* **WORK INSTRUCTION**
Set down every record below exactly as it appears, but without the pictures.

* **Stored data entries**
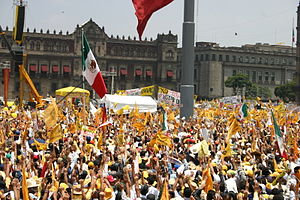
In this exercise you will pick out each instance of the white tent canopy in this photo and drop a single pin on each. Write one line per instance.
(116, 102)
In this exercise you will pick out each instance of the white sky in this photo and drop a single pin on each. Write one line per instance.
(265, 21)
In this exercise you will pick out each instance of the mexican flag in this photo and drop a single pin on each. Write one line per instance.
(91, 70)
(279, 138)
(144, 9)
(165, 121)
(243, 111)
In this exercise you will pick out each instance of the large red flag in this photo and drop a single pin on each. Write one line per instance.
(144, 10)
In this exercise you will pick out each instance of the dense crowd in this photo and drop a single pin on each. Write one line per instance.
(216, 154)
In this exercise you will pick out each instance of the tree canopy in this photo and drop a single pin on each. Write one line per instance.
(286, 92)
(238, 82)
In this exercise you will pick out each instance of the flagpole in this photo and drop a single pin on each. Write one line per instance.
(82, 57)
(293, 37)
(187, 67)
(297, 88)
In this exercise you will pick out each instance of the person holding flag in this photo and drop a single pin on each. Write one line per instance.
(91, 70)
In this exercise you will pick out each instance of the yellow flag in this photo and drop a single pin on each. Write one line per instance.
(51, 114)
(55, 134)
(120, 112)
(209, 182)
(56, 183)
(100, 140)
(120, 140)
(165, 192)
(233, 129)
(40, 146)
(24, 185)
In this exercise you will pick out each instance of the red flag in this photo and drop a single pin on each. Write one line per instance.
(144, 10)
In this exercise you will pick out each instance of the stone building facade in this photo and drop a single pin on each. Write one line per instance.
(54, 60)
(266, 66)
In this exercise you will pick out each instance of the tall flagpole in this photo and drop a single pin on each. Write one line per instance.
(82, 46)
(187, 68)
(297, 89)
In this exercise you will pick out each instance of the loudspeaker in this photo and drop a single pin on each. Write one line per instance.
(19, 24)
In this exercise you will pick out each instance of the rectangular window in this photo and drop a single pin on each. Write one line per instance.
(201, 57)
(266, 60)
(246, 59)
(248, 74)
(260, 76)
(273, 77)
(220, 57)
(227, 58)
(53, 86)
(207, 57)
(213, 57)
(253, 76)
(233, 58)
(266, 77)
(233, 72)
(241, 59)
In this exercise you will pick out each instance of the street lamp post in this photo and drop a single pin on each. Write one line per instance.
(187, 79)
(112, 75)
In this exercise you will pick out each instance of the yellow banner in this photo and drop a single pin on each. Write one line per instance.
(51, 115)
(147, 91)
(55, 134)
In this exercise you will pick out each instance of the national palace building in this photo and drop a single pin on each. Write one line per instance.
(54, 61)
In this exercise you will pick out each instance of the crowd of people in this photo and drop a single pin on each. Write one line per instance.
(217, 154)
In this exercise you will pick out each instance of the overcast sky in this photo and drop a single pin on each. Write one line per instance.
(265, 21)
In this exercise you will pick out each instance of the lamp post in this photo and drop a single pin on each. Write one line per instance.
(5, 69)
(187, 79)
(297, 89)
(112, 74)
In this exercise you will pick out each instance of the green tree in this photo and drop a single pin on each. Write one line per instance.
(238, 83)
(286, 92)
(264, 92)
(251, 91)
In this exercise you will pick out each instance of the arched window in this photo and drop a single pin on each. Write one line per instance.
(31, 46)
(38, 46)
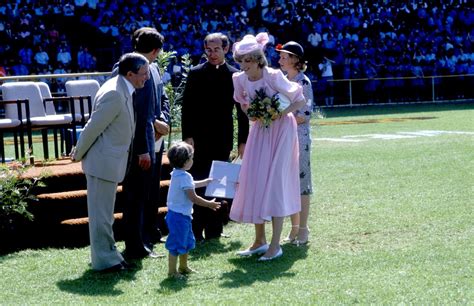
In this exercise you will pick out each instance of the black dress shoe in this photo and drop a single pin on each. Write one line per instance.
(123, 266)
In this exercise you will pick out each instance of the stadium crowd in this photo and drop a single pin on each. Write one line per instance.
(345, 39)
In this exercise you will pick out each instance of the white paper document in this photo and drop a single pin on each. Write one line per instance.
(225, 176)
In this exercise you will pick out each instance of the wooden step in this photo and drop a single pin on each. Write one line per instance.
(117, 216)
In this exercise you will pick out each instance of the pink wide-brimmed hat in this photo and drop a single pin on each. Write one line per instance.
(250, 43)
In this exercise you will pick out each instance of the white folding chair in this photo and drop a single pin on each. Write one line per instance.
(38, 118)
(83, 92)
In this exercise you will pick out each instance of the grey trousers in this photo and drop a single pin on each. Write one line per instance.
(100, 207)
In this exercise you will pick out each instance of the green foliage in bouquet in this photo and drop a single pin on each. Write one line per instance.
(15, 193)
(264, 108)
(175, 94)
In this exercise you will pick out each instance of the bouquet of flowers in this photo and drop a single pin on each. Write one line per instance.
(266, 109)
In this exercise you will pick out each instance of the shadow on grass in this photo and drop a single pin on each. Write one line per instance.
(249, 270)
(381, 109)
(172, 285)
(93, 283)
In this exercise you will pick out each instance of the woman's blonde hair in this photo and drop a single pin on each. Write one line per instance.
(256, 56)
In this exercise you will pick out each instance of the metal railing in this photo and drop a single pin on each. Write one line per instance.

* **RESPONSE TO THE TASK**
In this exercise you will pick out each instance of the white tent canopy in this photo and drop a single pin on each. Write one line per instance.
(116, 102)
In this exercise you will pick out each instance of the white sky in this photo and drop a single pin on each. Write one line per instance.
(265, 21)
In this exercise you will pick out each instance of the mexican flag in this photo and drop a single pin on each. Write one line per instance.
(91, 70)
(279, 138)
(144, 9)
(165, 121)
(243, 111)
In this exercise you will pick out each instance of the large red flag in this photo and drop a single pin on each. Write one line per instance.
(144, 10)
In this exercise you will pick out each instance of the dense crowd in this photo and drop a single pin on each. Write one line per instance.
(216, 154)
In this exercise you will pick out each instance of the tree canopy in this photo and drop a single pin on each. Write one line per instance.
(286, 92)
(238, 82)
In this exercise you will pick out each instance of the flagpole in this photo and drop a single pin on each. Write one line per instance.
(82, 57)
(293, 37)
(187, 67)
(297, 88)
In this exercise you will pick out each instance of the person holding flag in this photo and drop a single pin on each. Write one line per instance.
(91, 70)
In this exercise you will pick out each instance of the yellow flag in this photo and drop a single pin on each. Write one line per instance.
(51, 114)
(55, 134)
(120, 112)
(209, 182)
(56, 183)
(100, 140)
(120, 140)
(165, 192)
(233, 129)
(40, 146)
(24, 185)
In this exercise you will pick out each instance of the red flag in this photo and drop a single pin on each. Write one line per instance.
(144, 10)
In this exercise you will pick out each instance of the stone building facade in this photo and drop a single pin on each. Write one line per instance.
(54, 60)
(266, 66)
In this exercise you will pick out each instance of the tall flagpole in this photo and drop a single pin on each. Write one line per instance.
(82, 46)
(187, 68)
(297, 89)
In this exercise you will pick out each instance of the loudspeaker in this photo and drop a single pin on each. Write one line per instance.
(19, 24)
In this exercise you will pick out each instance of the rectangular window in this photo and drop a single pin on each. Write one line per instance.
(201, 57)
(266, 60)
(246, 59)
(248, 74)
(260, 76)
(273, 77)
(220, 57)
(227, 58)
(53, 86)
(207, 57)
(213, 57)
(253, 76)
(233, 58)
(266, 77)
(233, 72)
(241, 59)
In this exercise you will pick out each instance of the street lamp post in this photo and drop a single pin on each. Write one line per instance.
(187, 79)
(112, 75)
In this exercise you will pick out each instance of the yellow banner in this photo and drop a single pin on each. Write one line per instance.
(51, 115)
(147, 91)
(55, 134)
In this exercise you will pick out each instance of the national palace building in this photo and drop a single pin on each. Write one line per instance.
(54, 61)
In this exercise you will pick out each instance of the crowd of people in this photo and drop a single pin on each. Write one line per instance.
(217, 154)
In this exercise you will pick out each instance of the overcast sky in this photo and drop a single pin on each. Write one line per instance.
(265, 21)
In this exercise you will pick out each instance of the lamp post in this photo and drop a single pin on each. Write one line per instance.
(5, 69)
(187, 79)
(297, 89)
(112, 74)
In this exercise you will pick out each instance of the green tree in this photo and drop a single pin on each. Write one line per instance.
(238, 83)
(286, 92)
(264, 92)
(251, 91)
In this exercise you will pick out each instance of the arched window in this photo and drop a single pin on each. Write one line per instance.
(31, 46)
(38, 46)
In this exercise you will pick out each instance of the black dress shoe in this photo and drop a single pin on each. Write one line per instance.
(123, 266)
In this exercise you will pick out each instance of the stadium crowd in this photo and drop a single pin on each. Write one line per instance.
(345, 39)
In this exercise you will pick out each instance of the white paper document in this photo and drop a single pin on each. Write one line per instance.
(225, 176)
In this exercise you will pick out each instance of the wooden step in this photo and drop a single pin on each. Write one line per instance.
(117, 216)
In this exercise you will pick out each instance of the pink wide-brimmed hat in this photo and drop a single pin on each. Write one line per instance.
(250, 43)
In this exercise you will pick out each instance of the white folding chair in this photo and drop a single pin on each. Write one line per instance.
(38, 118)
(83, 92)
In this exercise you will pick out each instance of the grey trousers in this photo and drop a single pin on each. Write one line per instance.
(100, 207)
In this exercise you will pick out each instance of the green foliage in bouquet in this photo and drop a single pin on each. Write one line per instance.
(15, 193)
(264, 108)
(175, 94)
In this exercise you will pick out each instance of the bouquet of flowers in this photo and drop a single pin on each. Write one line per instance.
(266, 109)
In this exercise you will pick out each instance of the shadow on grass in this photo and drop a single pin on each. Write one line per instance.
(249, 270)
(381, 109)
(172, 285)
(93, 283)
In this exercise you will pick out each instance of the woman's blonde hair in this photo and drop a single pin on each. Write one line per instance.
(256, 56)
In this exercise you will pick out each instance of the metal railing in this photo and drop a single pin on each. Write one line per instance.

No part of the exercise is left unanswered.